===== Quellenauszug

Solingen/ Der Messerangriff vom 23. August 2024, bei dem auf einem Stadtfest auf dem Fronhof in der Innenstadt drei Menschen getötet und acht weitere schwer verletzt wurden, wird in den kommenden Wochen vor dem Oberlandesgericht Düsseldorf verhandelt. Im Zentrum des bevorstehenden Terrorprozesses: Issa al H., ein 27-jähriger syrischer Asylbewerber, der sich nach Erkenntnissen der Bundesanwaltschaft gezielt radikalisiert und in direktem Kontakt mit einem IS-Hintermann gestanden haben soll. Recherchen des Nachrichtenmagazins Der Spiegel beleuchten nun die erschreckenden Hintergründe der Tat.
Demnach hatte al H. bereits in der Nacht vor dem Angriff ein Bekennervideo aufgenommen – im Keller eines Dönerladens in der Solinger Innenstadt, wo er als Reinigungskraft arbeitete. Mit zwei um den Kopf gewickelten Küchentüchern, die optisch an Palästinensertücher erinnern sollten, posierte er vor der Kamera. In der Hand hielt er ein Dönermesser, mit dem er drohend gestikulierte. In dem arabischsprachigen Video kündigte er unter dem Kampfnamen „Samarkand Al-Quatani“ Rache für die „Massaker der Kreuzzügler in Palästina“ an. „Bei Gott, ich werde euch zerstückeln“, drohte er.
Noch in derselben Nacht begab sich al Hasan laut Ermittlungen zum Fronhof in der Nähe der Stadtkirche – nur 200 Meter vom Tatort entfernt. Über den Messenger-Dienst Telegram sendete er seinem mutmaßlichen Kontaktmann beim sogenannten Islamischen Staat (IS) ein Foto der leeren Bühne sowie ein Messer-Emoji. 17 Stunden später, gegen 21.37 Uhr, begann der blutige Angriff auf zahlreiche Besucher des „Festivals der Vielfalt“.
Laut Spiegel war al Hasan bereits vor seiner Ankunft in Deutschland islamistisch geprägt. Der Terroranschlag der Hamas auf Israel im Oktober 2023 sowie die darauffolgenden israelischen Angriffe auf Gaza hätten seine Radikalisierung weiter verstärkt. Am 25. Dezember 2022 reiste er über Bulgarien nach Deutschland ein. Eine geplante Rückführung scheiterte, weil er untergetaucht war – sein Asylverfahren wurde schließlich in Deutschland aufgenommen.

==========

_Was zu tun ist_. Setze den Bericht oben über den Messerangriff in Solingen fort, beginnend nach seinem letzten Satz.

===== Zu prüfende Daten

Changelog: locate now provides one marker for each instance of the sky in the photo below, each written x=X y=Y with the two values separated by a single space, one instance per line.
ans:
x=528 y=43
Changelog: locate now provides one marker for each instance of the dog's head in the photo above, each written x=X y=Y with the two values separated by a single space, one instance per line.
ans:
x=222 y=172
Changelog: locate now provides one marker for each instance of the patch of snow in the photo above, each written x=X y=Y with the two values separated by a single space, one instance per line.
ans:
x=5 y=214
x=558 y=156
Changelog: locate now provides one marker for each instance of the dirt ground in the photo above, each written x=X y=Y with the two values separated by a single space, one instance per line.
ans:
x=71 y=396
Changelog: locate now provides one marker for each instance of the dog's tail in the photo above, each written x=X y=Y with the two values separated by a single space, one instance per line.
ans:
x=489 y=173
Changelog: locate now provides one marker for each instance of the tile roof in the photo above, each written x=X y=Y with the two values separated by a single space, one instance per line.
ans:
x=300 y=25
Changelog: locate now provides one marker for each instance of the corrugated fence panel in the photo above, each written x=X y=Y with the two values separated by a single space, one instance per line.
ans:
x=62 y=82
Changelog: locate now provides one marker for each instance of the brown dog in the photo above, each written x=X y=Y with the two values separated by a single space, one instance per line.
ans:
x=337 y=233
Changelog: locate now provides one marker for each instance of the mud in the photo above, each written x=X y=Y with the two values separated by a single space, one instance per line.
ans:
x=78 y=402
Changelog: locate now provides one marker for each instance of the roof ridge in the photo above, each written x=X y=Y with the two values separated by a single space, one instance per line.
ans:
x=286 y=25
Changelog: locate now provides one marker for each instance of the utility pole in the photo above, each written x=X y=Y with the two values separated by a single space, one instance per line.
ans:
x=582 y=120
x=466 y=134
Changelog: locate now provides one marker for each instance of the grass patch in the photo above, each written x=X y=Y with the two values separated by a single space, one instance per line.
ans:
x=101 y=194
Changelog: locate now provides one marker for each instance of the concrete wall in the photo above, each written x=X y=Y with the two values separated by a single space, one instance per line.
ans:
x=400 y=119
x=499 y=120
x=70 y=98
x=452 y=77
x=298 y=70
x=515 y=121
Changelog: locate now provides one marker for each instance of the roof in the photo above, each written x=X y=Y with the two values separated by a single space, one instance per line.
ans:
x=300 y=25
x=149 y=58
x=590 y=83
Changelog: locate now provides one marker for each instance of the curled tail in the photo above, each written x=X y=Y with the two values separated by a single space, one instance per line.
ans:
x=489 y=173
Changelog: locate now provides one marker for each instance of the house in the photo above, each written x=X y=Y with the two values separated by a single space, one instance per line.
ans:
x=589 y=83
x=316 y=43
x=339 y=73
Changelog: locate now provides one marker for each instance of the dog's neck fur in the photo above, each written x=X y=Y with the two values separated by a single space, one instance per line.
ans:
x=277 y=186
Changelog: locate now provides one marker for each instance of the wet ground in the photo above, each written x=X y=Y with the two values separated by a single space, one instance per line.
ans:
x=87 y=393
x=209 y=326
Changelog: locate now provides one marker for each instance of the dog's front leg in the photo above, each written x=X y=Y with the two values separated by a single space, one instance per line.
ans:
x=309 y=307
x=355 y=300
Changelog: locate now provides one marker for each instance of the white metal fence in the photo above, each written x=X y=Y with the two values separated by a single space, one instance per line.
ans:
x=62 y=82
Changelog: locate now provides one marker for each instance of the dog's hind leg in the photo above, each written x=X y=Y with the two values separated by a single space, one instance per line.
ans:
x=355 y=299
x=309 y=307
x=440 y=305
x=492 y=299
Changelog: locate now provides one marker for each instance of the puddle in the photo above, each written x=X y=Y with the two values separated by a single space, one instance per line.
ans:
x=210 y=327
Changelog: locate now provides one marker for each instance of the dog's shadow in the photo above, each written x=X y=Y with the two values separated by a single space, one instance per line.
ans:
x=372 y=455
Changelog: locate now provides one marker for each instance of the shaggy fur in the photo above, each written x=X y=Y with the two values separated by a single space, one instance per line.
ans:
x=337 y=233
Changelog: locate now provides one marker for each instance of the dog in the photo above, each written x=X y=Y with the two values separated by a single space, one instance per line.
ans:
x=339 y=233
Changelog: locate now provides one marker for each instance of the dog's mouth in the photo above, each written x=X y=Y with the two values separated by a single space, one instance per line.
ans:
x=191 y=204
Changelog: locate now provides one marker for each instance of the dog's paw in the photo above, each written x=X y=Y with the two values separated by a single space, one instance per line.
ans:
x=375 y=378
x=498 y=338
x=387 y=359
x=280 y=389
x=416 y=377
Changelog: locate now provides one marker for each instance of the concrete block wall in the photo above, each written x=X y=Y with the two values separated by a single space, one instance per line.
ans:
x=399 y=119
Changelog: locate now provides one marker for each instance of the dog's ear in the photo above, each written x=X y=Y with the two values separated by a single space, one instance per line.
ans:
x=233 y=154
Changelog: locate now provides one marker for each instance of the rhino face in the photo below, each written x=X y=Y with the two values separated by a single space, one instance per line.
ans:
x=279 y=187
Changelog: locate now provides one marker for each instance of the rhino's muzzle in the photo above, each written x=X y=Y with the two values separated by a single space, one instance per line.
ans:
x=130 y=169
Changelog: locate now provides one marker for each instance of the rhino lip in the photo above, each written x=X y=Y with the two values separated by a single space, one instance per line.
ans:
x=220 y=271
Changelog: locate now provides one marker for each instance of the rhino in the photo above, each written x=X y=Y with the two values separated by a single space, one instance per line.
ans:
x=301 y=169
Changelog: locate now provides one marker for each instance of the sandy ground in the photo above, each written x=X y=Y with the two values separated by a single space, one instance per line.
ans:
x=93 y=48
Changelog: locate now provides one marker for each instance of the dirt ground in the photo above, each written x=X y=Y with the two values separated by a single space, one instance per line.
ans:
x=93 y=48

==========

_Lösung_.
Den Kontakt zu seinem IS-Hintermann „Abu Faruq“ soll al Hasan online gefunden haben. In Chatnachrichten riet dieser ihm, ein „kurzes, aber scharfes Messer“ zu verwenden. Am Nachmittag des Tattags, um 16.26 Uhr, kaufte al Hasan laut Überwachungskameras in einem Geschäft an der Solinger Hauptstraße ein Messerset für 29,99 Euro. Das 15 Zentimeter lange Tranchiermesser nahm er später mit zum Tatort.
Im Gefängnis versuchte al H. laut Gutachtern, sich von seiner Verantwortung für die Tat zu distanzieren. Gegenüber einem psychiatrischen Sachverständigen behauptete er, nichts mit dem IS zu tun zu haben. Ein Unbekannter habe ihn manipuliert und ihm das Paradies versprochen. Die Bundesanwaltschaft hält diese Einlassung allerdings für eine Schutzbehauptung, mit der al H. womöglich eine seelische Störung geltend machen will – in der Hoffnung auf eine mildere Strafe.
Das Motiv seiner Tat soll er gegenüber den Ermittlern mit dem Anblick fröhlicher Menschen am Fronhof erklärt haben. Dies habe in ihm Bilder von toten Kindern im Gazastreifen ausgelöst. Ein Musiker auf der Bühne habe ihn angeblich an einen israelischen Polizisten erinnert, woraufhin er in einem Wahn gehandelt habe.
Die Ermittler jedoch sehen die Tat als eiskalt geplant an. Sollte das Gericht der Anklage folgen, droht Issa al H. eine lebenslange Freiheitsstrafe sowie eine anschließende Sicherungsverwahrung.